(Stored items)
============================================================

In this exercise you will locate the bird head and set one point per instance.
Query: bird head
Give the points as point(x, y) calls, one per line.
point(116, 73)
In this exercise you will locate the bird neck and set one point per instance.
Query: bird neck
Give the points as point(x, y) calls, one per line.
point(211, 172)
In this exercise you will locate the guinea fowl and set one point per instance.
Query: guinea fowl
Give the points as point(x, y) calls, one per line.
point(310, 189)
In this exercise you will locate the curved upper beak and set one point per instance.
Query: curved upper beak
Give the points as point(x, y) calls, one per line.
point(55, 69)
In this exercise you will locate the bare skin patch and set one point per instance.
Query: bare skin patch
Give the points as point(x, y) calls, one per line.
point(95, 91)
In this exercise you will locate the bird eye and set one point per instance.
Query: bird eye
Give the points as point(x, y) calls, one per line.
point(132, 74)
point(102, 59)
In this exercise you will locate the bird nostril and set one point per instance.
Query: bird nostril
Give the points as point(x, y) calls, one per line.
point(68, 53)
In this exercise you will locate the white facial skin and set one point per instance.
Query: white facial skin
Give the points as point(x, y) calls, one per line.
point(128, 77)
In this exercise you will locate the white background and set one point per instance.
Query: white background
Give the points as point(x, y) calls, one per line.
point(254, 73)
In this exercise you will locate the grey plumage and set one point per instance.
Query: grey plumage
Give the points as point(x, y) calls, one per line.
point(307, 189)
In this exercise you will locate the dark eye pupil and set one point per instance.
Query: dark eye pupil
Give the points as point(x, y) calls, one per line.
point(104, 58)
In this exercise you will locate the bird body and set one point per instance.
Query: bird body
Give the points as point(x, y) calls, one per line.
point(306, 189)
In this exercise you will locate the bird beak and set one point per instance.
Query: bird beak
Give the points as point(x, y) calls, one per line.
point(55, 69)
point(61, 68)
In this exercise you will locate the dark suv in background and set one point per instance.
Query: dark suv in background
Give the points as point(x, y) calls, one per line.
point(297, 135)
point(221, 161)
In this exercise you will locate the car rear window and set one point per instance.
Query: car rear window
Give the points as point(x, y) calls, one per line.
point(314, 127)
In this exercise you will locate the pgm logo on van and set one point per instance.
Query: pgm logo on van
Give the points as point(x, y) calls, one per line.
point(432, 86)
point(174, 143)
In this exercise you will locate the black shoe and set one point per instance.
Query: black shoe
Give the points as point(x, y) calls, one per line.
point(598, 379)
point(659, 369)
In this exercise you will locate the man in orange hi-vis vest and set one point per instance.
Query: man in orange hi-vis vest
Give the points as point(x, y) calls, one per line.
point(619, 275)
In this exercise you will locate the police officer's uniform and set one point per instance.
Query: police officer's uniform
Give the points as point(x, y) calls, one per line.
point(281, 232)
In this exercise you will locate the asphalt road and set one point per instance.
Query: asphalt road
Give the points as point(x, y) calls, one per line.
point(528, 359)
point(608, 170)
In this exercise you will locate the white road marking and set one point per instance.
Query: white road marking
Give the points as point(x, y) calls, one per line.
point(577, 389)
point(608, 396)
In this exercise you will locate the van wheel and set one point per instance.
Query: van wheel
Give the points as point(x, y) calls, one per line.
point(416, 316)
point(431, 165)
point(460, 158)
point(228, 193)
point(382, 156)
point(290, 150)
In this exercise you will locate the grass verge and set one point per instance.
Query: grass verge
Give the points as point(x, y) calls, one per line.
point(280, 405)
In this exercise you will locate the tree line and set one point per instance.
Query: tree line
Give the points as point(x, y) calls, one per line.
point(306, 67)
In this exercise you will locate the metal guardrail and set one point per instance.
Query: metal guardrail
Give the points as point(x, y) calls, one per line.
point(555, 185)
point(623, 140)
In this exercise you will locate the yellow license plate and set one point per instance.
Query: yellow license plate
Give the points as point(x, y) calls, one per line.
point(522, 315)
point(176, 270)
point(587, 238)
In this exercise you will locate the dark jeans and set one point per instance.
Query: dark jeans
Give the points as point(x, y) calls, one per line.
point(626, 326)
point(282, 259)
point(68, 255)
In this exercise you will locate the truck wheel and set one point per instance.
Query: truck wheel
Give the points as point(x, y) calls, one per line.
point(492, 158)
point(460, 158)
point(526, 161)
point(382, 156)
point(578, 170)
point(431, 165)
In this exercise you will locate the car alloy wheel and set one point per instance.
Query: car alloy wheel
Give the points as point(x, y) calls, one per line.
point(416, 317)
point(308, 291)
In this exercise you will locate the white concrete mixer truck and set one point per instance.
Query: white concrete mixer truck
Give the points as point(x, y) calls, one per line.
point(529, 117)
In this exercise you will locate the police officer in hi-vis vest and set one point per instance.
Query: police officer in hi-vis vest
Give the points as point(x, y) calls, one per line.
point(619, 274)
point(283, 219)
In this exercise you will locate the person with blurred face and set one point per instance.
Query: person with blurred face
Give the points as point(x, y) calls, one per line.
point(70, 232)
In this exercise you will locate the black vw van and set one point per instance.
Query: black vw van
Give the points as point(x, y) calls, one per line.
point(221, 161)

============================================================

## Task
Could you write out all of the records above again, line for line, without changing anything?

## Output of the task
In this exercise you will locate the bird head and set one point per instance.
Query: bird head
Give the points as point(x, y) calls, one per line.
point(116, 73)
In this exercise you will locate the bird neck and set one point per instance.
Query: bird neck
Give the points as point(x, y) calls, one per line.
point(211, 172)
In this exercise you will locate the guinea fowl and set one point per instance.
Query: guinea fowl
Give the points as point(x, y) calls, one per line.
point(310, 189)
In this exercise you will locate the curved upper beak and set one point per instance.
Query: curved upper beak
Give the points as point(x, y) calls, one per line.
point(55, 69)
In this exercise you will locate the bare skin patch and set one point per instance.
Query: bare skin patch
Give the points as point(x, y) calls, one per line.
point(95, 91)
In this exercise you will locate the bird eye and set one point per instance.
Query: bird eye
Give the points as point(x, y) calls, one per line.
point(132, 74)
point(102, 59)
In this exercise you will locate the bird nostril and set one point per instance.
Query: bird nostril
Give the points as point(x, y) calls, one per line.
point(68, 53)
In this exercise you will locate the white facial skin and set one point per instance.
Query: white facial skin
Give the points as point(x, y) calls, one per line.
point(128, 77)
In this exercise you will locate the white background and set one point per instance.
Query: white background
Give the points as point(x, y) calls, one per line.
point(254, 73)
In this exercise you will locate the grey plumage and set one point per instance.
Query: grey plumage
Give the points as point(x, y) calls, one per line.
point(307, 189)
In this exercise you will locate the dark eye pupil and set one point per instance.
Query: dark eye pupil
Give the points as point(x, y) calls, one per line.
point(104, 58)
In this exercise you will locate the bird body and set one point per instance.
Query: bird body
Give the points as point(x, y) calls, one per line.
point(306, 189)
In this exercise you will locate the bird beak and set one point per instance.
Query: bird beak
Give the points as point(x, y) calls, one per line.
point(55, 69)
point(61, 68)
In this exercise you will locate the dark suv in background and set one point per instance.
Query: dark suv in background
Give the points as point(x, y) calls, one per line.
point(297, 135)
point(221, 161)
In this exercise you will locate the car rear window and set one point per instance.
Query: car rear window
Give the points as point(x, y) calls, one per line.
point(314, 127)
In this exercise you will locate the pgm logo on van and set one point per instance.
Query: pgm logo on van
Give the points as point(x, y) calls, one per line.
point(432, 86)
point(174, 143)
In this exercise you will locate the black shoe and set one point per instance.
Query: black shoe
Give the points as point(x, y) calls, one per line.
point(598, 379)
point(659, 369)
In this exercise you will locate the man in orange hi-vis vest and set one point per instance.
Query: man in orange hi-vis vest
Give the points as point(x, y) calls, one per line.
point(619, 275)
In this exercise you will locate the police officer's uniform and set one point per instance.
Query: police officer's uniform
Give the points as point(x, y) calls, one per line.
point(281, 232)
In this exercise you will locate the asphalt road and set one point per instance.
Query: asphalt road
Give the points as point(x, y) calls, one per line.
point(528, 359)
point(608, 170)
In this exercise you will locate the white road marking and set one point per instance.
Query: white road marking
Give the points as point(x, y) calls, one per line.
point(577, 389)
point(608, 396)
In this exercise you will locate the van wheel and set one point per instance.
Query: van wheel
Give the points as point(x, y) calls, one per line.
point(416, 316)
point(431, 165)
point(460, 158)
point(228, 193)
point(382, 156)
point(290, 150)
In this exercise you will locate the grass verge and set one point per instance.
Query: grass verge
Give the points as point(x, y) calls, one per line.
point(280, 405)
In this exercise you will locate the tree line and set one point per instance.
Query: tree line
Give the points as point(x, y) calls, one per line.
point(306, 67)
In this exercise you will locate the metal guardrail and set one point per instance.
Query: metal guardrail
Give the points as point(x, y) calls, one per line.
point(555, 185)
point(623, 140)
In this exercise you will locate the yellow license plate and set one point per instance.
Query: yellow license plate
Give the points as point(x, y) calls, one per line.
point(522, 315)
point(176, 270)
point(587, 238)
In this exercise you will locate the dark jeans and set one point per instance.
Query: dark jeans
Give the points as point(x, y) calls, one per line.
point(626, 326)
point(282, 259)
point(68, 255)
In this exercise you will locate the truck wheel and set one point per instance.
Query: truck wheel
Give the points as point(x, y) calls, one per line.
point(492, 158)
point(460, 158)
point(526, 161)
point(382, 156)
point(578, 170)
point(431, 165)
In this exercise you will locate the car alloy wheel and set one point per instance.
Query: car alloy wheel
Give the points as point(x, y) calls, one per line.
point(416, 317)
point(308, 291)
In this exercise you will locate the white concrete mixer truck and set one point per instance.
Query: white concrete mixer truck
Give the points as point(x, y) calls, one per line.
point(529, 117)
In this exercise you will locate the police officer in hi-vis vest and set one point per instance.
Query: police officer in hi-vis vest
Give the points as point(x, y) calls, one per line.
point(619, 274)
point(283, 219)
In this exercise you will locate the person with blurred face and set one point per instance.
Query: person with blurred face
Give the points as point(x, y) calls, one per line.
point(70, 232)
In this exercise you will locate the black vw van and set one point per instance.
Query: black vw van
Give the points as point(x, y) calls, one per line.
point(221, 161)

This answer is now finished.